KUTIPAN TEKS.

Saturday 18 February 2012

Ketika Tato Menjadi Kriminal

Oleh: Bara Prastama

Tidak semua wajah mayat bertato itu mengerikan. Kadang-kadang Sawitri punya kesan mayat bertato itu seperti orang tidur nyenyak atau orang tersenyum dalam buaian gerimis. Di mata Sawitri kadang tampak bagaikan sebuah layar panggung sandiwara... (Seno Gumiro Adjidarma, Penembak Misterius, 1985).



TATO
Hatib Abdul Kadir Olong
LKiS, 2006
xi + 368 halaman
Sepenggal kalimat yang memiliki makna mendalam diatas, jelas mendeskripsikan situasi pada periode khusus dimana Orde Baru menggunakan cara represif dan militeristik saat berkuasa di Indonesia. Seno Gumira (Sastrawan Indonesia) mencoba menggambarkan situasi pada peristiwa Petrus (Penembakan Misterius “83-“85) yang memakan banyak korban + 8000 Jiwa dan belum tentu mereka yang mati adalah pelaku kejahatan yang masuk dalam tindakan kriminal.

YANG DIHARAPKAN.
Salin ulang seluruh tulisan tentang tato di atas, huruf demi huruf, tanpa mengubah apa pun.

BARIS DATA.
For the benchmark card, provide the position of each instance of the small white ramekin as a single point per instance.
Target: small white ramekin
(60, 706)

---

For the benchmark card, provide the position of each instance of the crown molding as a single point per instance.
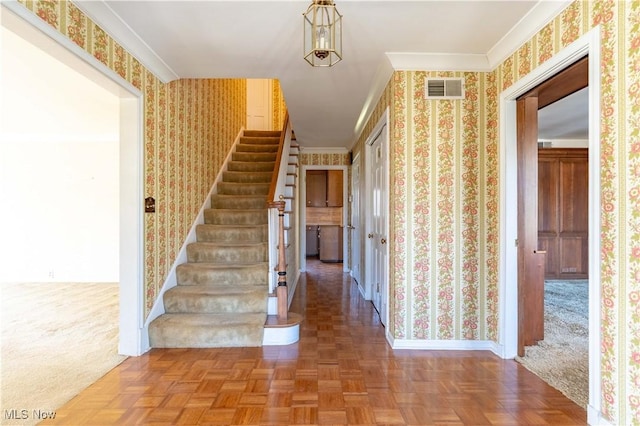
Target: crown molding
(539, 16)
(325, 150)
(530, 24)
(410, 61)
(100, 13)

HASIL LENGKAP.
Saturday 18 February 2012

Ketika Tato Menjadi Kriminal

Oleh: Bara Prastama

Tidak semua wajah mayat bertato itu mengerikan. Kadang-kadang Sawitri punya kesan mayat bertato itu seperti orang tidur nyenyak atau orang tersenyum dalam buaian gerimis. Di mata Sawitri kadang tampak bagaikan sebuah layar panggung sandiwara... (Seno Gumiro Adjidarma, Penembak Misterius, 1985).



TATO
Hatib Abdul Kadir Olong
LKiS, 2006
xi + 368 halaman
Sepenggal kalimat yang memiliki makna mendalam diatas, jelas mendeskripsikan situasi pada periode khusus dimana Orde Baru menggunakan cara represif dan militeristik saat berkuasa di Indonesia. Seno Gumira (Sastrawan Indonesia) mencoba menggambarkan situasi pada peristiwa Petrus (Penembakan Misterius “83-“85) yang memakan banyak korban + 8000 Jiwa dan belum tentu mereka yang mati adalah pelaku kejahatan yang masuk dalam tindakan kriminal.